What to work on: Your result will be the set of lines with "white", copied from the material below.

Records for the task:

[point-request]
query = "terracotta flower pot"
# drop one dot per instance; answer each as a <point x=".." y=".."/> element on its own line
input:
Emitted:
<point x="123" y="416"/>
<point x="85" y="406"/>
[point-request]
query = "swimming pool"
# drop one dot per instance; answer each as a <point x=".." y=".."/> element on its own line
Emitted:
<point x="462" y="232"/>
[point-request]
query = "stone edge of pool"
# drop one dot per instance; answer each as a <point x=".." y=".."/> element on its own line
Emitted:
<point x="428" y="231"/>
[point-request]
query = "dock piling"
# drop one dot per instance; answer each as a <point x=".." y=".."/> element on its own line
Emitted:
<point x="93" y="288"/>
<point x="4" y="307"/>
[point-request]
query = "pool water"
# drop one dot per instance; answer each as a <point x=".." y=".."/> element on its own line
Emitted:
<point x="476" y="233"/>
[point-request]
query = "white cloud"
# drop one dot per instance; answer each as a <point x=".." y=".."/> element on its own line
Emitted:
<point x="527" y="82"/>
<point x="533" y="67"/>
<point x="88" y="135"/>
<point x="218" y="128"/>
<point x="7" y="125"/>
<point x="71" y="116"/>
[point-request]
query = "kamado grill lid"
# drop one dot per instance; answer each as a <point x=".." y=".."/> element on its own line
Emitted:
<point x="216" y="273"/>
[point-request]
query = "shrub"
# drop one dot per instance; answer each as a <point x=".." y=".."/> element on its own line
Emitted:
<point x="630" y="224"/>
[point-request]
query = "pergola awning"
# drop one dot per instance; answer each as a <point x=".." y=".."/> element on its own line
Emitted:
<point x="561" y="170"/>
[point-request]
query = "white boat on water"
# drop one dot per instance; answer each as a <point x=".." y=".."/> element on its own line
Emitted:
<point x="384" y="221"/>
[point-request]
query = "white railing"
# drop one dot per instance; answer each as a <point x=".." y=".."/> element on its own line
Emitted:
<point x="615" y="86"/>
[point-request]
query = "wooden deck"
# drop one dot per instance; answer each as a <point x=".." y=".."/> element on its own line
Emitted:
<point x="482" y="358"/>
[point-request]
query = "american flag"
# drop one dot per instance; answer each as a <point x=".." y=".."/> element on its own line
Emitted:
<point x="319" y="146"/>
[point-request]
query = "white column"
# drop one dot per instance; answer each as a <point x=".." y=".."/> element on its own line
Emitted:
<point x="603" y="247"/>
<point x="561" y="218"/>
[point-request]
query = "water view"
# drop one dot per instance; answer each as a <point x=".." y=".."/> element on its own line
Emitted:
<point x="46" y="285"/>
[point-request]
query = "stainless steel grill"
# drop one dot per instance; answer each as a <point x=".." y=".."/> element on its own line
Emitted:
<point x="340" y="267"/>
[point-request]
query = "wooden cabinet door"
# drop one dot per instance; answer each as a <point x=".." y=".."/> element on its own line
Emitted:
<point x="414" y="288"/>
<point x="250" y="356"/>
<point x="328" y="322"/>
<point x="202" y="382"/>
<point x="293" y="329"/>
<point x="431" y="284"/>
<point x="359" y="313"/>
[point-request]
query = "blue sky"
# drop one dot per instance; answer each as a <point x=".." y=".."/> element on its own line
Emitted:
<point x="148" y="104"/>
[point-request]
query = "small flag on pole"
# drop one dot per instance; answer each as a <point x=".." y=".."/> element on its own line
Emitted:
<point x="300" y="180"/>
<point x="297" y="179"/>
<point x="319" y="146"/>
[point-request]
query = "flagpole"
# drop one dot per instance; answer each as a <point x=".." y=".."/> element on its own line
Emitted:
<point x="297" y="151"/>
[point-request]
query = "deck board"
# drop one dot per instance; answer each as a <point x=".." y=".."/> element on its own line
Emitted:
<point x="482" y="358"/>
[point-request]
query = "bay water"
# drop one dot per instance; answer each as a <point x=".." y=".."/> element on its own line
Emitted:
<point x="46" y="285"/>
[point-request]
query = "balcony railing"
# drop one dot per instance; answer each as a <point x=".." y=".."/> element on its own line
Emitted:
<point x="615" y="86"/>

Exercise solution:
query = "white cloud"
query = "white boat on water"
query = "white railing"
query = "white column"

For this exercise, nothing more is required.